--- Brief ---
Please count how many lines of the data below contain the word "attachment" and reply with that number alone.

--- BEGIN ---

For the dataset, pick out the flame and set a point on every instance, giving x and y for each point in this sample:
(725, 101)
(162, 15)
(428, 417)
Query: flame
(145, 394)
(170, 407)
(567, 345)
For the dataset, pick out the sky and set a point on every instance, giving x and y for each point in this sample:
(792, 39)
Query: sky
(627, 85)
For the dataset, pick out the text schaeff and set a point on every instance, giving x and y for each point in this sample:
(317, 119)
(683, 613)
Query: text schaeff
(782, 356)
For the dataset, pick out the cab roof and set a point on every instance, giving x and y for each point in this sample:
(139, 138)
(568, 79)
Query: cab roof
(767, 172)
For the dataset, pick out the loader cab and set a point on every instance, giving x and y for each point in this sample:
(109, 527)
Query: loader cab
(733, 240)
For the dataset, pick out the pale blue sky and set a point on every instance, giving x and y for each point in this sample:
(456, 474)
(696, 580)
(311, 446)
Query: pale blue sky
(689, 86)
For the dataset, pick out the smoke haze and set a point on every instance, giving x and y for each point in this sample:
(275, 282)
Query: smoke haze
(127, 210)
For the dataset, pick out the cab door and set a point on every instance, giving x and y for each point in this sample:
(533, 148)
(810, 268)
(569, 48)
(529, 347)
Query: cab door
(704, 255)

--- END ---
--- BEGIN ---

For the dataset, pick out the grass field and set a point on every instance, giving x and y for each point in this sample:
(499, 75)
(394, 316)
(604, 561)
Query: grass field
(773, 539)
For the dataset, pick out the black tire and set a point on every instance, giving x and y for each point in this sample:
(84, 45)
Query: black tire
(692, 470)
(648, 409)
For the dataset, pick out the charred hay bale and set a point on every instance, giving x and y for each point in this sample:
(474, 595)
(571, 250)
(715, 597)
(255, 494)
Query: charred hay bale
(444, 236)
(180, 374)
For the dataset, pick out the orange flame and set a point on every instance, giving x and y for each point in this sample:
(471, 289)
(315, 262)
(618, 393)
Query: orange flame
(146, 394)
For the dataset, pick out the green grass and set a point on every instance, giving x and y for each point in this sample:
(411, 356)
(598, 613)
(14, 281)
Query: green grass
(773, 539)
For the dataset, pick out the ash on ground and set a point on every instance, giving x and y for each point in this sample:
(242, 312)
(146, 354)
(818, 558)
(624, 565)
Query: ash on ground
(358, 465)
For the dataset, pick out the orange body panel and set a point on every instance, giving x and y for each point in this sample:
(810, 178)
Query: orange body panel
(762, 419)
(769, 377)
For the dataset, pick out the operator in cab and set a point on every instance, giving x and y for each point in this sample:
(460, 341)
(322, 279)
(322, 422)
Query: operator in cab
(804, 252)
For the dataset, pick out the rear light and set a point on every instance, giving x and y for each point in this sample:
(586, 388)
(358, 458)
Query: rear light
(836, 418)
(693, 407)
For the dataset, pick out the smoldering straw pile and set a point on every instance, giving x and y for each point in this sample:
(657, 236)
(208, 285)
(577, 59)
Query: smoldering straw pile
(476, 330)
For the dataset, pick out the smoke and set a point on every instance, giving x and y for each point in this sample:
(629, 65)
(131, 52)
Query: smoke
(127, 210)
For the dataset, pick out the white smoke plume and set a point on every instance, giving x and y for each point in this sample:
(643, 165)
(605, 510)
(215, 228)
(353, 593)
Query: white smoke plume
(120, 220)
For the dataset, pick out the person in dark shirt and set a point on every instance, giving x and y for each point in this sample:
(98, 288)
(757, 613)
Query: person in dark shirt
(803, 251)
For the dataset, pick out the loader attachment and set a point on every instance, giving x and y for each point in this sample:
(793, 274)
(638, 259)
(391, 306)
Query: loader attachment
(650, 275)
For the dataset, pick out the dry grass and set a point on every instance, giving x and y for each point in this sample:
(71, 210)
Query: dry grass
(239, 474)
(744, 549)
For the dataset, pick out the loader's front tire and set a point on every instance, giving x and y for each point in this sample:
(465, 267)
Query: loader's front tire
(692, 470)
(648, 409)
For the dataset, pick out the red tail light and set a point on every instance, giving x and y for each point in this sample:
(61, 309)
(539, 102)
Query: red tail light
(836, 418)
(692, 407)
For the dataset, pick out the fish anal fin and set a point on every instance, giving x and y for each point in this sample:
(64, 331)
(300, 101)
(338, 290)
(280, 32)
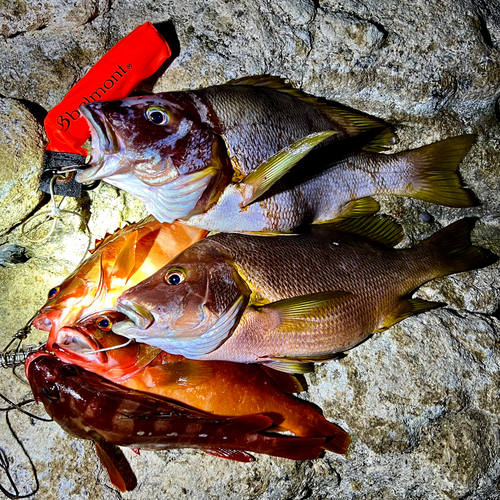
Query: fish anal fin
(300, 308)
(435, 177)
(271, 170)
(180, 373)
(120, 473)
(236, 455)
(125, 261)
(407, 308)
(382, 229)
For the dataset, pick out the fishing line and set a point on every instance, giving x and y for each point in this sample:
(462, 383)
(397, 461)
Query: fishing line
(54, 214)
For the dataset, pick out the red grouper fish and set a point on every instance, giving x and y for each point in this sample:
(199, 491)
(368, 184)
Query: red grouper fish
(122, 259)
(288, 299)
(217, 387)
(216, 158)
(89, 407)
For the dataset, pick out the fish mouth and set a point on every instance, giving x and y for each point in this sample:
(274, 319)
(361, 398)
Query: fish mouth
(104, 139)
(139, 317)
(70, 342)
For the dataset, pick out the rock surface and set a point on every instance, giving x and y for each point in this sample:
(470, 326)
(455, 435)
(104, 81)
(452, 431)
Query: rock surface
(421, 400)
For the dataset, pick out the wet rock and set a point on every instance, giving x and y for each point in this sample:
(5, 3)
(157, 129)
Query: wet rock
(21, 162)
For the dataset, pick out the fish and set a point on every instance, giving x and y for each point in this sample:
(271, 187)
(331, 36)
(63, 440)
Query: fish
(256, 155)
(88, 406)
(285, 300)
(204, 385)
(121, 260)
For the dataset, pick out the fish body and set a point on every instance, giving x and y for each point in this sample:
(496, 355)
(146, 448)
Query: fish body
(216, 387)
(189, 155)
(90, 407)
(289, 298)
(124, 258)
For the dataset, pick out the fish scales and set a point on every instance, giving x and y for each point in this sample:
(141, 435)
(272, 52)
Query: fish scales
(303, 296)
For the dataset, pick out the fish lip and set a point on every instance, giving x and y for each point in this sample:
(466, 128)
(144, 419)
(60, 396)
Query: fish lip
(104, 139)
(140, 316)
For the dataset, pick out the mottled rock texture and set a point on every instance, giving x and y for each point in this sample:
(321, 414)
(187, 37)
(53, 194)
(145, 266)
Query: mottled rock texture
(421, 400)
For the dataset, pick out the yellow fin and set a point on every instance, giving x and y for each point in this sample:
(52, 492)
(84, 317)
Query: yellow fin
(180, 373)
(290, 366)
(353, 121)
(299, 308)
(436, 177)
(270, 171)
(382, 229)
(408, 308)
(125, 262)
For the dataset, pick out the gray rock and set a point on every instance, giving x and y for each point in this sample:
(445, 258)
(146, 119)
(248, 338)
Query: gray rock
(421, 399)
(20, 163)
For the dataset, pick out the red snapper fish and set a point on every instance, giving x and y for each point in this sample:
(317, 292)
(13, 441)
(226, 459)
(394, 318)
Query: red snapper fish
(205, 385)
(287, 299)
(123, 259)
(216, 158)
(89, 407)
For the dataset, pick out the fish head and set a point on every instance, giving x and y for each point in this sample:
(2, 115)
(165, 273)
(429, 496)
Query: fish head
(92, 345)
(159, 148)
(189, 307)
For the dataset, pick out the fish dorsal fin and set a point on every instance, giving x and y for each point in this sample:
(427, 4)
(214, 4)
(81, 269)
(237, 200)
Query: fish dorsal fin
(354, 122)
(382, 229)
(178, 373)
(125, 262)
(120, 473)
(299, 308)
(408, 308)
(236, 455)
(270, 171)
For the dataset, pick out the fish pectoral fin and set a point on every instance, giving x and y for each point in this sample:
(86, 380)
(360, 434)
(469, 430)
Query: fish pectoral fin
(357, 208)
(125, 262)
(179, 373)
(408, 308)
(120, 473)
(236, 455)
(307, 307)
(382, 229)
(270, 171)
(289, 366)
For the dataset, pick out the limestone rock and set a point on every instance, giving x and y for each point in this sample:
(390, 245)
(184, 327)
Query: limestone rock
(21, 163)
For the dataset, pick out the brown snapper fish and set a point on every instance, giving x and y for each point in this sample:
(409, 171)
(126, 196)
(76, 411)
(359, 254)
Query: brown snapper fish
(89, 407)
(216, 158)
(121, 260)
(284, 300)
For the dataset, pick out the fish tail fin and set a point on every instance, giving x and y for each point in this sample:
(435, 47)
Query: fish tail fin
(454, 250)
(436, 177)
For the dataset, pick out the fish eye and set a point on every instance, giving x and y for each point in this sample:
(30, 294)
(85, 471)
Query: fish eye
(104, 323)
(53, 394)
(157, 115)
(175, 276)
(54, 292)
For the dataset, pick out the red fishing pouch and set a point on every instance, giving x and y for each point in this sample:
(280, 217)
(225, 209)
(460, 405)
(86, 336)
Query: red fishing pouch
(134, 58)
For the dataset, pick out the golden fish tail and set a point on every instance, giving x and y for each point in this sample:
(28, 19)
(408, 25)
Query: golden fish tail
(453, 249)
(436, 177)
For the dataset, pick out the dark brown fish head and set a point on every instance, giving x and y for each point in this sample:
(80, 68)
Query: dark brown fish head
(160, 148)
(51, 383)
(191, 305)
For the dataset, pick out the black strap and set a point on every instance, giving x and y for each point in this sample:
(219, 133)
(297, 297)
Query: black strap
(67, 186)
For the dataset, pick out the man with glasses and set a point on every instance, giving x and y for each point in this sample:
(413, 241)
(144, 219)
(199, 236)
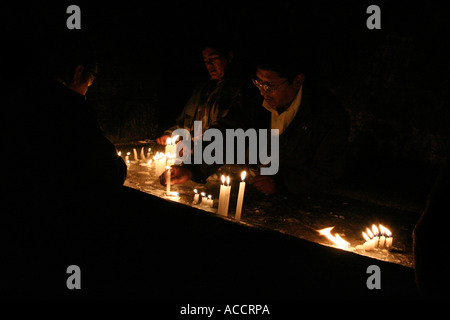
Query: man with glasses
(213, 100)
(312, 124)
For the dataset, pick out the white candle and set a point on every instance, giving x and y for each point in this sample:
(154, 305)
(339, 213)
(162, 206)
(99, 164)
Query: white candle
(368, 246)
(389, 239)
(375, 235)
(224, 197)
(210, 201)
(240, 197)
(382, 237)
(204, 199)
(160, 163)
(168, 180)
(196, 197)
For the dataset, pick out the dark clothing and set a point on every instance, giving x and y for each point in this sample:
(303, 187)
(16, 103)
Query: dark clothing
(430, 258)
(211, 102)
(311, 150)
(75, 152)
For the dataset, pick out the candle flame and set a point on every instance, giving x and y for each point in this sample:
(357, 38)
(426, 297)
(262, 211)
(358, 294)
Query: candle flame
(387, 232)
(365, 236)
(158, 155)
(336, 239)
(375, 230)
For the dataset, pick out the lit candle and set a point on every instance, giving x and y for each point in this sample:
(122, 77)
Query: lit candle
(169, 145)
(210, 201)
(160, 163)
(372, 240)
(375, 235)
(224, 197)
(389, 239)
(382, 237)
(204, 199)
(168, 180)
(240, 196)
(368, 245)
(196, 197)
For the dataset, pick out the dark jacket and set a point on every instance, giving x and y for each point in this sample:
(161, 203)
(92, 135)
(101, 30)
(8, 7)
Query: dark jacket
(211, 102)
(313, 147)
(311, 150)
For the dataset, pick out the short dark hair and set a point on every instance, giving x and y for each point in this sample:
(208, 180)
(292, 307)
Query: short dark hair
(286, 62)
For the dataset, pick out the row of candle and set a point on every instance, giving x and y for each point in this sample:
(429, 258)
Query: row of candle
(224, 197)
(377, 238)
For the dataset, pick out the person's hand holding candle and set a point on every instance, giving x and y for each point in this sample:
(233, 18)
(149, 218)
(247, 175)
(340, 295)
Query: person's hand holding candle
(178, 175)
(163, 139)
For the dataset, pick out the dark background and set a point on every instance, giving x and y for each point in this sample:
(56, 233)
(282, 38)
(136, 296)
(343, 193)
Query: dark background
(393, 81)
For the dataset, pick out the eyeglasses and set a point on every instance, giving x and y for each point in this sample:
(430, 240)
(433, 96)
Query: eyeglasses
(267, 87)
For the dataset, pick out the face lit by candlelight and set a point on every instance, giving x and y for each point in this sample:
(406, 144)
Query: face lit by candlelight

--- END ---

--- Worked answer ---
2